Task list
1: Could you rewrite the paragraph starting "Section 2.2. presents" in the passage on STIDNet as a short list that shows what each section covers?
2: What do these questions about the passage on STIDNet have as answers?
(a) What three parts make up the overall structure of the network?
(b) How many frames long is the input sequence used in the paper?
(c) What kind of network serves as the backbone for extracting spatial-domain significance?

Selection
++++++

In this section, a spatiotemporally integrated detection network (STIDNet) is realized and applied. First, the main components of the integrated detection network are detailed, the design of the feature extraction layer of the motion saliency and spatiotemporal saliency extraction network is displayed, and the specific implementation of the proposed algorithm under input sequence images is described.

2.1. Overall Architecture

We focus on the design of STIDNet; the network can independently learn the spatiotemporal characteristics of IRDSTs to strengthen its ability to detect IRDSTs with extremely low SCRs. As shown in Figure 2, the overall structure of the network consists of three parts—a spatial saliency feature generation module (SSFGM), a motion feature extraction module (MFEM), and a spatiotemporal feature fusion module (STFFM).

Section 2.2. presents the design of a U-shaped network for extracting the spatial saliency for IRDSTs. Section 2.3. describes the proposed multiscale motion feature-based 3D convolution kernel (FWMFCK-3D) for accumulating the spatial saliency of IRDSTs via a prior motion. Section 2.4. details the mapping from the spatiotemporal motion feature tensor to an IRDST probability. Finally, Section 2.5 and Section 2.6 introduce the loss functions and applications of the network, respectively.

2.2. Spatial Saliency Feature Generation Module

The network input is a sequence of infrared images

ℝ^{T \times W \times H}

, where T denotes the length of the input sequence (5 frames are used in the paper), and W and H denote the width and height of the images, respectively. For a single-frame image

I \in ℝ^{5 \times W \times H}

in a sequence, a U-shaped network [33] is used as the backbone network to extract the significance of the spatial domain, and the weight parameters of the network are shared by all the images contained in the sequence.

++++++

Extracted material
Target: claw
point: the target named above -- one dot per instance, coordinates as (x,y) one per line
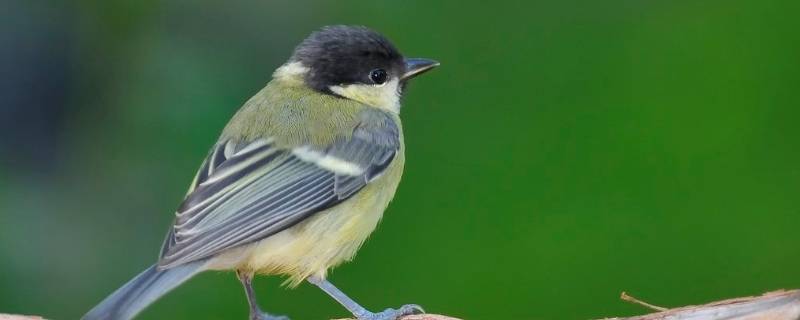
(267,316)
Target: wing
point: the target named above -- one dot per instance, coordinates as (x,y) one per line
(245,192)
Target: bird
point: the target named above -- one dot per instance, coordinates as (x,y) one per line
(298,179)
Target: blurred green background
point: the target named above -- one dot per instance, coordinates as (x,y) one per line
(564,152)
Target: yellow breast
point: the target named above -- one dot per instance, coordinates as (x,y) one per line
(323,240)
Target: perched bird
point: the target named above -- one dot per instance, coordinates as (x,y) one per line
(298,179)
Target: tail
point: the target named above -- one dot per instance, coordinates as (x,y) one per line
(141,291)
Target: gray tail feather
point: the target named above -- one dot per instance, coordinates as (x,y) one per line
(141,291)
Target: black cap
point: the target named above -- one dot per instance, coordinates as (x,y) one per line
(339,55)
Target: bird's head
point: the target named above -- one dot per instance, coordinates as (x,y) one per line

++++++

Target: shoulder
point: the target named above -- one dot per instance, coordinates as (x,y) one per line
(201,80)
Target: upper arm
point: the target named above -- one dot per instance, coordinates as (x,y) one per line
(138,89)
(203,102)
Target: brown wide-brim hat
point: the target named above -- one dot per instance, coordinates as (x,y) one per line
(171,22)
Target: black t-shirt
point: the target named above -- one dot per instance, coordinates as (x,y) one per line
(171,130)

++++++

Completed exercise
1:
- Section 2.2: the design of a U-shaped network that extracts spatial saliency for IRDSTs.
- Section 2.3: the proposed multiscale motion feature-based 3D convolution kernel (FWMFCK-3D), which accumulates the spatial saliency of IRDSTs via a prior motion.
- Section 2.4: the mapping from the spatiotemporal motion feature tensor to an IRDST probability.
- Section 2.5: the network's loss functions.
- Section 2.6: the network's applications.

2:
(a) A spatial saliency feature generation module (SSFGM), a motion feature extraction module (MFEM), and a spatiotemporal feature fusion module (STFFM).
(b) 5 frames.
(c) A U-shaped network.